Copy down all of the data underneath, exactly as shown.

.....

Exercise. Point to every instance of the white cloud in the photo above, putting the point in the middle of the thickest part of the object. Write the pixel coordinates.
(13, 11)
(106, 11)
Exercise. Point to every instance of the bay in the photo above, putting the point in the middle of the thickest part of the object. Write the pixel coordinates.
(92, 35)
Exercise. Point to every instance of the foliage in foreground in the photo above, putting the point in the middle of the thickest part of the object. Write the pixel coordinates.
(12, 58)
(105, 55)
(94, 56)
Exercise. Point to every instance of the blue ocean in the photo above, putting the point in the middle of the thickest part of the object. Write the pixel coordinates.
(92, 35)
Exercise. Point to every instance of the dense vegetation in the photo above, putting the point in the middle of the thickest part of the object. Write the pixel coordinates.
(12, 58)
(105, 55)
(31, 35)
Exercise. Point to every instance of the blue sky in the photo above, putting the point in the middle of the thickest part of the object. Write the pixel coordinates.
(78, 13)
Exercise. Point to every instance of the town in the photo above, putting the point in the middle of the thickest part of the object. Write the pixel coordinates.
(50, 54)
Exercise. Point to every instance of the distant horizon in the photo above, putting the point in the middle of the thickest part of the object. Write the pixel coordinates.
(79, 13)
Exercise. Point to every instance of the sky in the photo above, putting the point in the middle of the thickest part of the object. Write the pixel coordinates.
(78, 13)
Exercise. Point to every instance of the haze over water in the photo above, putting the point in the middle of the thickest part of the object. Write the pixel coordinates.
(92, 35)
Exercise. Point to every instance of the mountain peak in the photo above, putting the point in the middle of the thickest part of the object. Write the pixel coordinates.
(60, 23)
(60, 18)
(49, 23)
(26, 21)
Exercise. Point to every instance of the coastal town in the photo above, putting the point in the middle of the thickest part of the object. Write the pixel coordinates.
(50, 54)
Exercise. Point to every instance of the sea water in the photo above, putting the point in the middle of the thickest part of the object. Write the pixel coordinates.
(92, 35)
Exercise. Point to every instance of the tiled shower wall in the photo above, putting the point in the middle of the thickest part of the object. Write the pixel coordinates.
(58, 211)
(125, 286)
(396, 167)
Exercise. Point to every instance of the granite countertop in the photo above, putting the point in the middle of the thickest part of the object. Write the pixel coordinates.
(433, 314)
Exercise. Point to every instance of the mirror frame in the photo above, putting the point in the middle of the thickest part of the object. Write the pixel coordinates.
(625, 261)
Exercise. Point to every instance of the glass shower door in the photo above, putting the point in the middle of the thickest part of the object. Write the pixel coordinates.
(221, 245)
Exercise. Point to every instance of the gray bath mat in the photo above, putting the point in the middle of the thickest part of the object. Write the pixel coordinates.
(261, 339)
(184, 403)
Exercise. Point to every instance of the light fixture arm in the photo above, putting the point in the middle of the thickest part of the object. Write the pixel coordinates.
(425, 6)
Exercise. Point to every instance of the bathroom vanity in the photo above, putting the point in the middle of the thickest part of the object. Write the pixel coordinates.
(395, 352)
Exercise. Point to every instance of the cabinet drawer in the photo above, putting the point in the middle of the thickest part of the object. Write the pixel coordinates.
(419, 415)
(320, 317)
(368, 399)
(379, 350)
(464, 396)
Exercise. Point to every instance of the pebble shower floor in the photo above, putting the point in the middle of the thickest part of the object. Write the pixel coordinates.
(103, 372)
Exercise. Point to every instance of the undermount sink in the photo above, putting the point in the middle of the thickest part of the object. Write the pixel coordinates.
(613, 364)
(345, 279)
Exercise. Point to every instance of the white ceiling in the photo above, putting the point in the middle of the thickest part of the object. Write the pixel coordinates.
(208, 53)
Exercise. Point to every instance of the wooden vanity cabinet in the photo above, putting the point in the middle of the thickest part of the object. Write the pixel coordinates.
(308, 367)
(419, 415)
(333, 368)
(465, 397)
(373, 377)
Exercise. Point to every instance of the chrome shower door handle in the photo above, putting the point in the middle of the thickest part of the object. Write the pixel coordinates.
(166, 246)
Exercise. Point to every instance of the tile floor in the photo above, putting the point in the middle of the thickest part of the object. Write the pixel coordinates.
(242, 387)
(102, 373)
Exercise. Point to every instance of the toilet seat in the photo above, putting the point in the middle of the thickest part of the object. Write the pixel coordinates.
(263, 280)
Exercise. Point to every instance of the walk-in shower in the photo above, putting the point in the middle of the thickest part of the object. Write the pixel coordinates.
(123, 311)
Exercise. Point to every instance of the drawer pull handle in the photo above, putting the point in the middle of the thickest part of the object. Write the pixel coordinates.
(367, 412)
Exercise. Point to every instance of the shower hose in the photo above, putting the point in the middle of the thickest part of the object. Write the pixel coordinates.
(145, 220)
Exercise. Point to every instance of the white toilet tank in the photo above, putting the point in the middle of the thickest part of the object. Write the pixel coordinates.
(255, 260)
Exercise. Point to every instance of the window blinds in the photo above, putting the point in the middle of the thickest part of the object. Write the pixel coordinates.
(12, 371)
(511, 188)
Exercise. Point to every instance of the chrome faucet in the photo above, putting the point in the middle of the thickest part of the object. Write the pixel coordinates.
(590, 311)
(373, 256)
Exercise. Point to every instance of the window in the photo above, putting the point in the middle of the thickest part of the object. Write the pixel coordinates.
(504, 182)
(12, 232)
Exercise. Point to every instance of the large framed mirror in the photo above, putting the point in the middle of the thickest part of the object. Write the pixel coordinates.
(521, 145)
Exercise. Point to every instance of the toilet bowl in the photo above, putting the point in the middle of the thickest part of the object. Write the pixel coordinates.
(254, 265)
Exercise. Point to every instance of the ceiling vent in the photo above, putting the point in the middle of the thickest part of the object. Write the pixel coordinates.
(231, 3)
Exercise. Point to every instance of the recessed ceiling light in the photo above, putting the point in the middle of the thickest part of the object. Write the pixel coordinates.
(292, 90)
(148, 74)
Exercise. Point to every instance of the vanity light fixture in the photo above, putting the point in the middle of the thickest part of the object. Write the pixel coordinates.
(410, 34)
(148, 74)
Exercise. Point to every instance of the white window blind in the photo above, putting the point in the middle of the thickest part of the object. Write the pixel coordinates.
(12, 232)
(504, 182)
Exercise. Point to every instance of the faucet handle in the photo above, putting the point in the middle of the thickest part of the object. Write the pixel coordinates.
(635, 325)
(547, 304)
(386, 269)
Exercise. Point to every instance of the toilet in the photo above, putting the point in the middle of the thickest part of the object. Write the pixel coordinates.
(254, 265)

.....

TASK ANSWER
Exercise. Point to every instance of the white cloud in the photo above, putting the point in the middle of the thickest part of the object. Write the pixel coordinates.
(13, 11)
(106, 11)
Exercise. Point to every instance of the bay in the photo above, putting the point in the middle of the thickest part of the object. Write the pixel coordinates.
(92, 35)
Exercise. Point to every instance of the foliage in foreground in the photo above, putting the point in the middle of the thickest part of the object. Write the pixel coordinates.
(12, 58)
(105, 55)
(94, 56)
Exercise. Point to every instance of the blue ocean in the photo above, putting the point in the middle of the thickest part of the object. Write the pixel coordinates.
(92, 35)
Exercise. Point to every instance of the dense vegetation in the photo above, putting the point in the middle of the thickest part of the object. Write the pixel coordinates.
(12, 58)
(105, 55)
(31, 35)
Exercise. Point to every instance of the blue sky in the photo above, putting the point in the middle of the thickest part of the object. Write the pixel coordinates.
(78, 13)
Exercise. Point to every instance of the town in the photo above, putting the point in the middle of the thickest part of the object. Write the pixel coordinates.
(50, 54)
Exercise. Point to every instance of the distant horizon in the photo above, putting the point in the middle of the thickest part of the object. Write the pixel coordinates.
(79, 13)
Exercise. Point to every instance of the sky in the photo above, putting the point in the middle of the thickest part of the object. Write the pixel coordinates.
(78, 13)
Exercise. Point to every instance of the haze over water in the photo above, putting the point in the middle of the thickest part of the object. Write the pixel coordinates.
(92, 35)
Exercise. Point to every instance of the mountain peak in the photo above, putting the point in the middle of the thickest part of the object. Write the pixel coordinates.
(60, 23)
(60, 18)
(49, 23)
(26, 21)
Exercise. Point to every instance of the coastal town in the photo above, putting the point in the middle of the thickest part of the object. Write the pixel coordinates.
(50, 54)
Exercise. Point to every instance of the sea water in the photo above, putting the point in the middle of the thickest part of the object. Write the pixel coordinates.
(92, 35)
Exercise. Point to every instance of the tiled shower wall in the photo above, putting the point in the middle of the thickest part of the object. Write the pixel coordinates.
(58, 211)
(125, 286)
(396, 167)
Exercise. Point to every instance of the granite countertop in the photo above, putting the point in the middle of the thickest part of the object. Write the pixel coordinates.
(433, 314)
Exercise. Point to every instance of the mirror frame in the photo above, putting the point in the middle of the thickest part of the object. Write the pixel coordinates.
(625, 261)
Exercise. Point to every instance of the glass shower door in the photo above, putting the point in the middle of the thickest part of the object. Write the pixel coordinates.
(221, 245)
Exercise. Point to every instance of the gray bath mat in the photo above, putting the point in the middle of the thickest part of the object. Write the pixel coordinates.
(261, 339)
(184, 403)
Exercise. Point to every instance of the light fixture arm in the photo above, putting the point in the middle of the thickest part of the object. Write the pixel coordinates.
(425, 6)
Exercise. Point to every instance of the bathroom vanity in the photo above, putting the point in the middle of the thickest part of the object. Write the pixel coordinates.
(395, 352)
Exercise. Point to every instance of the cabinet drawer in the photo above, putting the point in the middle of the thickest part of the object. Write the pixel coordinates.
(419, 415)
(320, 317)
(368, 399)
(379, 350)
(464, 396)
Exercise. Point to every instance of the pebble shower floor in the photo above, putting the point in the middle of the thickest part of the object. Write the pixel coordinates.
(103, 372)
Exercise. Point to every instance of the undermount sink in the photo above, putting the point in the middle of the thickest part of the object. Write the pixel coordinates.
(613, 364)
(345, 279)
Exercise. Point to every instance of the white ceiling in the photo above, putting the point in the middle of the thickest part of the object. Write the pixel coordinates.
(208, 53)
Exercise. Point to every instance of the wooden vanity cabinet in the photo above, putting the point in the middle of the thickest part of the object. Write the pixel coordinates.
(308, 367)
(419, 415)
(333, 368)
(465, 397)
(373, 377)
Exercise. Point to every instance of the chrome shower door handle in the photo above, putting the point in the middle of the thickest part of the object. Write the pixel coordinates.
(166, 246)
Exercise. Point to every instance of the tile floor in the photo above, putting the point in the middle of the thickest part of the object. Write the pixel coordinates.
(242, 387)
(102, 373)
Exercise. Point to every instance of the toilet seat in the photo above, putting the point in the middle of the thickest part of the object. Write the pixel coordinates.
(263, 280)
Exercise. Point to every instance of the walk-in shower in the photo above, putting the point in the middle of the thickest part of the object. Write the pixel coordinates.
(123, 311)
Exercise. Point to every instance of the drawer pull handle in the photo above, putting the point in the middle of the thickest part of the object. Write the pixel coordinates.
(367, 412)
Exercise. Point to every instance of the shower hose in the photo above, putting the point in the middle of the thickest part of the object. Write the pixel coordinates.
(145, 220)
Exercise. Point to every instance of the white toilet tank in the photo above, putting the point in the middle of the thickest part of the object. Write the pixel coordinates.
(255, 260)
Exercise. Point to every instance of the window blinds in the photo above, putting the point in the middle of the thickest part of the object. Write the pixel coordinates.
(12, 371)
(511, 188)
Exercise. Point to every instance of the chrome faucet in the photo above, putting the point in the middle of the thickest part of the object. Write the pixel coordinates.
(590, 311)
(373, 256)
Exercise. Point to every instance of the window in the photo above, putting the point in the middle of the thickest part of the object. Write the pixel coordinates.
(504, 182)
(12, 232)
Exercise. Point to every instance of the large framed mirror in the photo above, putting the point in the middle of the thickest part of the object. Write the pixel coordinates.
(521, 145)
Exercise. Point to every instance of the toilet bowl in the photo above, putting the point in the middle of the thickest part of the object. Write the pixel coordinates.
(254, 265)
Exercise. Point to every instance of the ceiling vent in the photo above, putting the point in the middle of the thickest part of the object. Write the pixel coordinates.
(231, 3)
Exercise. Point to every instance of the recessed ceiling light in the photo above, putting the point in the middle of the thickest part of the object. Write the pixel coordinates.
(292, 90)
(148, 74)
Exercise. Point to every instance of the vanity light fixture in the photo above, putting the point in the middle of the thickest part of the object. Write the pixel coordinates.
(410, 34)
(148, 74)
Exercise. Point to every instance of the white window blind in the photo above, putting the point in the middle of the thickest part of the object. Write the pixel coordinates.
(12, 232)
(504, 182)
Exercise. Point to every instance of the faucet handle in the photo above, putting the point in the middle of the thickest part of the object. Write the pixel coordinates.
(635, 325)
(547, 304)
(386, 269)
Exercise. Point to every instance of the toilet in the photo above, putting the point in the middle of the thickest part of the object. Write the pixel coordinates.
(254, 265)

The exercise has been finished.